[Recorded data]
^^^^^^^^^^^^^^^^

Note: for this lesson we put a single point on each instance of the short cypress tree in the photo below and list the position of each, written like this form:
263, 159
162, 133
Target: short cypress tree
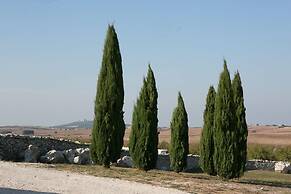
108, 127
241, 124
179, 137
207, 140
143, 141
225, 130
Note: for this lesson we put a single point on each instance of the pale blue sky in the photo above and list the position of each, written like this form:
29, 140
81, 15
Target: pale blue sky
50, 55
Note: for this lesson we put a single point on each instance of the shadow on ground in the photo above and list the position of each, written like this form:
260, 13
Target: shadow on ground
19, 191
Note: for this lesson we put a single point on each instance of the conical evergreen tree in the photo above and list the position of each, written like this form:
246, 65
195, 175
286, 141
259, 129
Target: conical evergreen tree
179, 137
108, 127
207, 140
225, 129
143, 141
241, 124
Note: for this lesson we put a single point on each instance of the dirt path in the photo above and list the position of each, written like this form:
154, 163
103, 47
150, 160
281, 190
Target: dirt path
26, 179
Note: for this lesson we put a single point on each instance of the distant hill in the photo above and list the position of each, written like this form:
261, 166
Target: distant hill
85, 124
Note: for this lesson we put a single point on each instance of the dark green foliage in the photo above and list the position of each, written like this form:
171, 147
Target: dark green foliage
241, 124
225, 154
179, 137
143, 141
108, 127
207, 141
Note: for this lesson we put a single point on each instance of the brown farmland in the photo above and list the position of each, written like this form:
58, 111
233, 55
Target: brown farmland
266, 135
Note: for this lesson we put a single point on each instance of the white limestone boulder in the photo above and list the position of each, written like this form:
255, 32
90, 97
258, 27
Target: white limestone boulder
31, 154
125, 161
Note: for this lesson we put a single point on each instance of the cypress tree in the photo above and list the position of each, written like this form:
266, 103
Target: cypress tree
241, 124
108, 127
143, 141
179, 137
225, 129
207, 140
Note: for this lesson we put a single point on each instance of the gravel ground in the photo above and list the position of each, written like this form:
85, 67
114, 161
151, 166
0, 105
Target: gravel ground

^^^^^^^^^^^^^^^^

### [Exercise brief]
Reproduce every line from the one containing "of the dark" through the last line of the recorded data, both included, with the requests kept as they are. Multiply each answer point coordinate by 2.5 and round to the nearest whole number, halves up, but leave the numbers in the requests and their format samples unchanged.

### [Correct response]
Note: for this lesson we put a single point on each instance of the dark green foliage in the photo above and list the position of each, written like this form:
171, 147
Target: dark green foliage
603, 310
563, 385
448, 343
358, 353
270, 318
518, 353
Note: for this lesson we put a single point on each instance of the brown farmland in the photo above and list the position of each, written like this form:
58, 111
233, 55
Target: brown farmland
665, 338
Note: for this lesson we put a single point on each instance of the white limestone boulder in the photo above and list the position of each, written like this form:
255, 32
90, 97
258, 27
Target: white limestone boulder
78, 385
313, 403
Note: for this lesson we put a single point on each instance of the cypress tree in the photo above and list the position of each, written like this form:
266, 103
Target: cypress tree
603, 310
270, 318
358, 353
448, 343
563, 323
518, 350
Note: for this lesson we put a single point on each instance of the gravel ground in the photo above and list the position of each, written like this form:
85, 67
114, 161
151, 166
0, 105
Target: gravel ground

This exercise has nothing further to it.